GIVEN TASK - Reproduce the data in its entirety, exactly as supplied.

☆ ☆ ☆ ☆ ☆ ☆ ☆

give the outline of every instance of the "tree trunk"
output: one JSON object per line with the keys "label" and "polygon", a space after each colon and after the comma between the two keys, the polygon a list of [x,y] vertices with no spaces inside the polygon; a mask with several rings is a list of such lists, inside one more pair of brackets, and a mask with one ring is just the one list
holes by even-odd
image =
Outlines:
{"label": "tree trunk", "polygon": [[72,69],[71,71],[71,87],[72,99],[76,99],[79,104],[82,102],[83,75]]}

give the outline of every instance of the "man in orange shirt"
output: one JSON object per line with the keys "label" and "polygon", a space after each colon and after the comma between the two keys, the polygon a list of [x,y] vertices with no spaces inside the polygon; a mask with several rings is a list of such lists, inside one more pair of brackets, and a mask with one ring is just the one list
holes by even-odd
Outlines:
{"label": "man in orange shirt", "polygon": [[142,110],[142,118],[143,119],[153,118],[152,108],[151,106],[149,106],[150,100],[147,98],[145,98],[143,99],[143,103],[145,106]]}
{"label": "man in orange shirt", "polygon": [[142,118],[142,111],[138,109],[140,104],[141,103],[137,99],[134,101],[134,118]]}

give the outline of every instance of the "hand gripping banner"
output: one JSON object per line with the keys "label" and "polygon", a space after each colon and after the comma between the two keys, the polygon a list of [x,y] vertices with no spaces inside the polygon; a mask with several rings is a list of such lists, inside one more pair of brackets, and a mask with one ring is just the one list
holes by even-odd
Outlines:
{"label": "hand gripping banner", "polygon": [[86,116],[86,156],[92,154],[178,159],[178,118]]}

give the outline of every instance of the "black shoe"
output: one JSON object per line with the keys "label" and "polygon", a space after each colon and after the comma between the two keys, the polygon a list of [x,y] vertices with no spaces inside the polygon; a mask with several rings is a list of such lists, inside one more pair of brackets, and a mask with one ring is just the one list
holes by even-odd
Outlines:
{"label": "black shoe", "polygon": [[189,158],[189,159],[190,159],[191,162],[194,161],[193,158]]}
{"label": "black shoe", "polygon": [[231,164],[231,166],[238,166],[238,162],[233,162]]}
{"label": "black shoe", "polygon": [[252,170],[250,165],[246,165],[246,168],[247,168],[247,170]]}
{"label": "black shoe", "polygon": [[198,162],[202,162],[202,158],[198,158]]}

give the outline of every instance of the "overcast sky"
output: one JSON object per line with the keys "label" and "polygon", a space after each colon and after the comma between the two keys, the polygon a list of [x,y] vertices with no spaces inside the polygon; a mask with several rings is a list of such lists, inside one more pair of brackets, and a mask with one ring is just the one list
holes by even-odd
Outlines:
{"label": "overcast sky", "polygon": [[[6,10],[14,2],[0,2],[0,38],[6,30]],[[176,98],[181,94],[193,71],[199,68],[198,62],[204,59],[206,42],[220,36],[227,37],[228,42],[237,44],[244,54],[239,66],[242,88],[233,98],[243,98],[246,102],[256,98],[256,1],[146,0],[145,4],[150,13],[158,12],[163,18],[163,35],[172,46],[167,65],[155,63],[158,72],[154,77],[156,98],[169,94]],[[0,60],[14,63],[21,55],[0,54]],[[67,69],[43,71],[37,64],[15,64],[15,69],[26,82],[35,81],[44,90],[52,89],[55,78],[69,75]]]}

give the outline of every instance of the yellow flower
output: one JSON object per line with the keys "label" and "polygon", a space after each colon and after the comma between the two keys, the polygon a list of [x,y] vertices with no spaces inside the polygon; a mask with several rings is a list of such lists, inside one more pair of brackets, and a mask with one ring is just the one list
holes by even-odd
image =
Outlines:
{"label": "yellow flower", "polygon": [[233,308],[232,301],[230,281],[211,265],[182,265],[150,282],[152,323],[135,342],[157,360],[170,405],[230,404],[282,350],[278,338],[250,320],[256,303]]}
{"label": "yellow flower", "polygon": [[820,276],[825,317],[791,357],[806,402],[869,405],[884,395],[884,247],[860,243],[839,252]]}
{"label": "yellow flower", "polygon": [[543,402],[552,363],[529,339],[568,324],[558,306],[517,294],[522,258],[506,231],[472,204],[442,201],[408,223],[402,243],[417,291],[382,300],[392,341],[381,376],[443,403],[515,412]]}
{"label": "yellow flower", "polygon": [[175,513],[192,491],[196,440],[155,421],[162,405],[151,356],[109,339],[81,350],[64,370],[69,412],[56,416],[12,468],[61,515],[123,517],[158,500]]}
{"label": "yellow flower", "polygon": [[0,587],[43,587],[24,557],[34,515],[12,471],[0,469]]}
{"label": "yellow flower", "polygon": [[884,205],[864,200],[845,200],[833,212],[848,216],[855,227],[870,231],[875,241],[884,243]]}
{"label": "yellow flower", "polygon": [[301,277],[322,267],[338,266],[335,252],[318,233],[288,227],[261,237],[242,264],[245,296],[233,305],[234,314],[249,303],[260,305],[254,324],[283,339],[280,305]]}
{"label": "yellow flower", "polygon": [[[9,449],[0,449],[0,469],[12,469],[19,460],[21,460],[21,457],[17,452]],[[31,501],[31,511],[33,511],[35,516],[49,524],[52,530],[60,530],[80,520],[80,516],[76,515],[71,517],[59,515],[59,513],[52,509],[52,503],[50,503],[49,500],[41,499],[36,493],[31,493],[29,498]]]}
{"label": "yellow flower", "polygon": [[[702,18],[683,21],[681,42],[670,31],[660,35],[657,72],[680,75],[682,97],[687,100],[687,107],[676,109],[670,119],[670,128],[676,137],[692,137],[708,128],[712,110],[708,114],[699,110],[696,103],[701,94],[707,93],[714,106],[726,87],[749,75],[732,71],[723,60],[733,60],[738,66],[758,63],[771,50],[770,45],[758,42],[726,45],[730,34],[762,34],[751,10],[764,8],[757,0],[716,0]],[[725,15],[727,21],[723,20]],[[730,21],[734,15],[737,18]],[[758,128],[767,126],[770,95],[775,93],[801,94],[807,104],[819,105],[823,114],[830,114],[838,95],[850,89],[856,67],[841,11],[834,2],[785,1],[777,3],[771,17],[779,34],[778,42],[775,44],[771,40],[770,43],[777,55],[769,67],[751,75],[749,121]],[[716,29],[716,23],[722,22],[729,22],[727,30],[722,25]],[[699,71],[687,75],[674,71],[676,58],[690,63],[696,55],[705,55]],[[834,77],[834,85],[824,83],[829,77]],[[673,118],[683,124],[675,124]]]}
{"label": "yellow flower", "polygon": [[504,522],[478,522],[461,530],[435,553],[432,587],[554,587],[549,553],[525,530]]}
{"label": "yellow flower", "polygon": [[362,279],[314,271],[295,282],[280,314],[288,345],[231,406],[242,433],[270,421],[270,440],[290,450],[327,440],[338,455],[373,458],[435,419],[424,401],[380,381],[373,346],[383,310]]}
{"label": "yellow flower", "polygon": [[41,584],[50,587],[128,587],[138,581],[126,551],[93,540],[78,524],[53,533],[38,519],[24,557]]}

☆ ☆ ☆ ☆ ☆ ☆ ☆

TASK RESPONSE -
give the outline of every instance of the "tree trunk"
output: one JSON object per line with the keys "label" and "polygon", a space after each colon and after the comma between the two keys, the polygon a list of [x,y] vertices with no spaces inside the polygon; a mask with several rings is a list of such lists, inside one more pair of brackets, and a mask with one ring is just the one list
holes by even-odd
image =
Outlines:
{"label": "tree trunk", "polygon": [[72,69],[71,71],[71,87],[72,99],[76,99],[79,104],[82,102],[83,75]]}

give the outline of every instance of the "man in orange shirt"
output: one JSON object per line with the keys "label" and "polygon", a space after each colon and after the comma between the two keys, the polygon a list of [x,y] vertices with no spaces inside the polygon; a mask with several rings is a list of such lists, inside one more pair of brackets, and a mask with one ring is just the one list
holes by even-odd
Outlines:
{"label": "man in orange shirt", "polygon": [[142,110],[142,118],[143,119],[153,118],[152,108],[151,106],[149,106],[150,100],[147,98],[145,98],[143,99],[143,103],[145,106]]}
{"label": "man in orange shirt", "polygon": [[142,118],[142,111],[138,109],[140,104],[141,103],[137,99],[134,101],[134,118]]}

give the outline of every instance of the "hand gripping banner"
output: one JSON object per line with the keys "label" and "polygon", a space after each colon and after the comma between the two keys, the polygon a list of [x,y] vertices with no spaces inside the polygon; a mask with several rings is a list of such lists, inside one more pair of brackets, and a mask with one ring is just the one list
holes by even-odd
Outlines:
{"label": "hand gripping banner", "polygon": [[86,116],[86,156],[92,154],[178,159],[178,118]]}

give the outline of every instance of the "black shoe"
output: one JSON object per line with the keys "label" and "polygon", a space after each colon and after the comma between the two keys, the polygon a list of [x,y] vertices with no spaces inside the polygon; a mask with several rings is a list of such lists, inside one more pair of brackets, and a mask with one ring is just the one list
holes by even-odd
Outlines:
{"label": "black shoe", "polygon": [[189,158],[189,159],[190,159],[191,162],[194,161],[193,158]]}
{"label": "black shoe", "polygon": [[231,164],[231,166],[238,166],[238,162],[233,162]]}
{"label": "black shoe", "polygon": [[252,170],[250,165],[246,165],[246,168],[247,168],[247,170]]}
{"label": "black shoe", "polygon": [[198,162],[202,162],[202,158],[198,158]]}

give the outline of every instance of the "overcast sky"
output: one JSON object per line with the keys "label" and "polygon", a space after each colon and after the comma between the two keys, the polygon a list of [x,y] vertices with no spaces inside the polygon; a mask with several rings is a list of such lists, inside one more pair of brackets, and a mask with one ring is just the one list
holes by even-odd
Outlines:
{"label": "overcast sky", "polygon": [[[6,10],[14,2],[0,2],[0,38],[6,30]],[[176,98],[181,94],[193,71],[199,68],[198,62],[204,59],[206,42],[220,36],[227,37],[228,42],[237,44],[244,54],[239,66],[242,88],[233,98],[243,98],[246,102],[256,98],[256,1],[146,0],[145,4],[150,13],[158,12],[163,18],[163,35],[172,46],[167,65],[155,63],[158,72],[154,77],[156,98],[169,94]],[[0,60],[14,63],[21,55],[0,54]],[[67,69],[43,71],[37,64],[15,64],[15,69],[26,82],[35,81],[44,90],[52,89],[55,78],[69,75]]]}

give the outline of every instance of the yellow flower
output: one JSON object per line with the keys "label" and "polygon", a space after each colon and after the comma between the two keys, the polygon a list of [x,y] vertices with no spaces inside the polygon; a mask with several rings is a list of such lists, inside one more pair of brackets, and a mask with one ring is just the one list
holes by even-odd
image =
Outlines:
{"label": "yellow flower", "polygon": [[233,308],[232,301],[230,281],[211,265],[182,265],[150,282],[152,323],[135,342],[157,360],[170,405],[230,404],[282,350],[278,338],[250,320],[256,303]]}
{"label": "yellow flower", "polygon": [[820,276],[825,317],[791,357],[806,402],[869,405],[884,395],[884,247],[860,243],[839,252]]}
{"label": "yellow flower", "polygon": [[543,402],[552,363],[529,339],[568,324],[558,306],[517,294],[522,258],[506,231],[472,204],[442,201],[408,223],[402,243],[417,291],[382,300],[392,341],[381,376],[443,403],[515,412]]}
{"label": "yellow flower", "polygon": [[175,513],[192,491],[196,440],[155,421],[162,405],[151,356],[109,339],[81,350],[64,370],[69,412],[56,416],[12,468],[61,515],[123,517],[158,500]]}
{"label": "yellow flower", "polygon": [[0,587],[43,587],[24,557],[34,515],[12,471],[0,469]]}
{"label": "yellow flower", "polygon": [[884,205],[864,200],[845,200],[833,212],[848,216],[855,227],[870,231],[875,241],[884,243]]}
{"label": "yellow flower", "polygon": [[301,277],[322,267],[338,266],[335,252],[318,233],[288,227],[261,237],[242,264],[245,296],[233,305],[234,314],[249,303],[260,305],[254,324],[283,339],[280,305]]}
{"label": "yellow flower", "polygon": [[[9,449],[0,449],[0,469],[12,469],[19,460],[21,460],[21,457],[17,452]],[[31,501],[31,511],[33,511],[35,516],[49,524],[52,530],[60,530],[80,520],[80,516],[76,515],[71,517],[59,515],[59,513],[52,509],[52,503],[50,503],[49,500],[41,499],[36,493],[31,493],[29,498]]]}
{"label": "yellow flower", "polygon": [[[702,18],[683,21],[681,42],[670,31],[660,35],[657,72],[680,75],[682,97],[687,100],[687,107],[676,109],[670,119],[670,128],[676,137],[692,137],[708,128],[712,110],[708,114],[699,110],[696,103],[701,94],[707,93],[714,106],[726,87],[749,75],[732,71],[723,60],[733,60],[738,66],[758,63],[771,50],[770,45],[758,42],[726,45],[730,34],[762,34],[751,10],[764,8],[757,0],[716,0]],[[725,15],[727,21],[723,20]],[[730,21],[734,15],[737,18]],[[758,128],[767,126],[770,95],[775,93],[801,94],[807,104],[819,105],[823,114],[830,114],[838,95],[850,89],[856,67],[841,11],[834,2],[785,1],[777,3],[771,17],[779,34],[778,42],[775,44],[771,40],[770,43],[777,55],[769,67],[751,75],[749,121]],[[716,29],[716,23],[722,22],[729,22],[727,30],[722,25]],[[699,71],[687,75],[674,71],[676,58],[690,63],[696,55],[705,55]],[[834,77],[834,85],[824,83],[829,77]],[[673,118],[683,124],[675,124]]]}
{"label": "yellow flower", "polygon": [[504,522],[478,522],[461,530],[435,553],[432,587],[554,587],[549,553],[525,530]]}
{"label": "yellow flower", "polygon": [[362,279],[314,271],[295,282],[280,314],[288,345],[231,406],[242,433],[270,421],[270,440],[290,450],[327,440],[338,455],[373,458],[435,419],[424,401],[380,381],[373,346],[383,310]]}
{"label": "yellow flower", "polygon": [[41,584],[50,587],[128,587],[138,581],[126,551],[93,540],[78,524],[53,533],[38,519],[24,557]]}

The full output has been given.